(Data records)
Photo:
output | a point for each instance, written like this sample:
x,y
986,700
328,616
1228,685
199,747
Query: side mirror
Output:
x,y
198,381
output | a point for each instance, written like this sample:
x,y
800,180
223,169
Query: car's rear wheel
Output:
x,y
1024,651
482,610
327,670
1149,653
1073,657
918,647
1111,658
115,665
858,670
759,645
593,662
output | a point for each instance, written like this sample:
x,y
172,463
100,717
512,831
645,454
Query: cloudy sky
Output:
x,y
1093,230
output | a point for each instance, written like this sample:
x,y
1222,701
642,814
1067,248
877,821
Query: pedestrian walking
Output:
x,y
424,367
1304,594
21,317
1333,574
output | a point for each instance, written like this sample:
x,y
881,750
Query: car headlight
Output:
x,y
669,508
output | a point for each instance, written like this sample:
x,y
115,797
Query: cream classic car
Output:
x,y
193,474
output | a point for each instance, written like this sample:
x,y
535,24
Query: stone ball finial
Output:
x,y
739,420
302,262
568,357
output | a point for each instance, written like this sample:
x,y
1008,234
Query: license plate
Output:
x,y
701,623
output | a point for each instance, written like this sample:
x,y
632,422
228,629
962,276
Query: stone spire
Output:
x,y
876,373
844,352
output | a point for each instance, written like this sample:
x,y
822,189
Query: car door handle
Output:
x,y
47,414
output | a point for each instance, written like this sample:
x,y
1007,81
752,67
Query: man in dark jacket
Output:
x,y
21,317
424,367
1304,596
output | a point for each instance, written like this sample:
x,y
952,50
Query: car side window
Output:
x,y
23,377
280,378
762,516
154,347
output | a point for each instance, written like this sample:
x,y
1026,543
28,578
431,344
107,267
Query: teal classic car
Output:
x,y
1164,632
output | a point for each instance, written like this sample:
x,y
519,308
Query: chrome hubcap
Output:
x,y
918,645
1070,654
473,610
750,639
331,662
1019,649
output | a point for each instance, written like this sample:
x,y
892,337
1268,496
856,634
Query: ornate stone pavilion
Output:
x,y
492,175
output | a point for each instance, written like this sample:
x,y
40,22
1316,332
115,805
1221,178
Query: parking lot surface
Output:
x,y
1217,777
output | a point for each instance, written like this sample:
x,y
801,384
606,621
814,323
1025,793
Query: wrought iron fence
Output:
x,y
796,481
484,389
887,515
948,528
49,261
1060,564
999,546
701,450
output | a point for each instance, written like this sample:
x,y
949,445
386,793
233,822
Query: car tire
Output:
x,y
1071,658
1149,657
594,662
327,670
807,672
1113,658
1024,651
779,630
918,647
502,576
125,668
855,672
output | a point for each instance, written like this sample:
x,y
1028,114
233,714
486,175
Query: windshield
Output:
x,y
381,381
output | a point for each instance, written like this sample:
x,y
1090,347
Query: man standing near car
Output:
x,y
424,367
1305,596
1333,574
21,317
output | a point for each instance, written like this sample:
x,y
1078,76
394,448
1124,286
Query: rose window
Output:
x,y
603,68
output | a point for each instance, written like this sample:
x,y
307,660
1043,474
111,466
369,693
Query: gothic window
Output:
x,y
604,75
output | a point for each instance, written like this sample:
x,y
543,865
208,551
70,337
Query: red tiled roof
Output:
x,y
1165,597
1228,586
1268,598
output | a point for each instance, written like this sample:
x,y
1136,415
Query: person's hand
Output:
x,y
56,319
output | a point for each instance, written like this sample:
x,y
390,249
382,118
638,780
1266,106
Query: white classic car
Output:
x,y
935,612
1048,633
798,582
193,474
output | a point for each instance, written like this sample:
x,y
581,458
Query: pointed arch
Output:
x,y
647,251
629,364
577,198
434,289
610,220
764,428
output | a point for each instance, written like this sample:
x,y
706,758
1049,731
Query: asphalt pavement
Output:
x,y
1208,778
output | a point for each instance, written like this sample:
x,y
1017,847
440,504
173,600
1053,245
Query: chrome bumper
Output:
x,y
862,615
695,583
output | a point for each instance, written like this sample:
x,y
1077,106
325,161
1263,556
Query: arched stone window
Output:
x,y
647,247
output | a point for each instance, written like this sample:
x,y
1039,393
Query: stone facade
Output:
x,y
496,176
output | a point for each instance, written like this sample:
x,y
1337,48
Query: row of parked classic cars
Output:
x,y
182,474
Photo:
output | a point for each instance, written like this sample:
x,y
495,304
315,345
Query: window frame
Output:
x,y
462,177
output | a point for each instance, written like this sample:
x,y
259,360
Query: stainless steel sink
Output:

» Work request: If a line in the records above holds the string "side", copy it.

» Task output:
Query: side mirror
Query: car side window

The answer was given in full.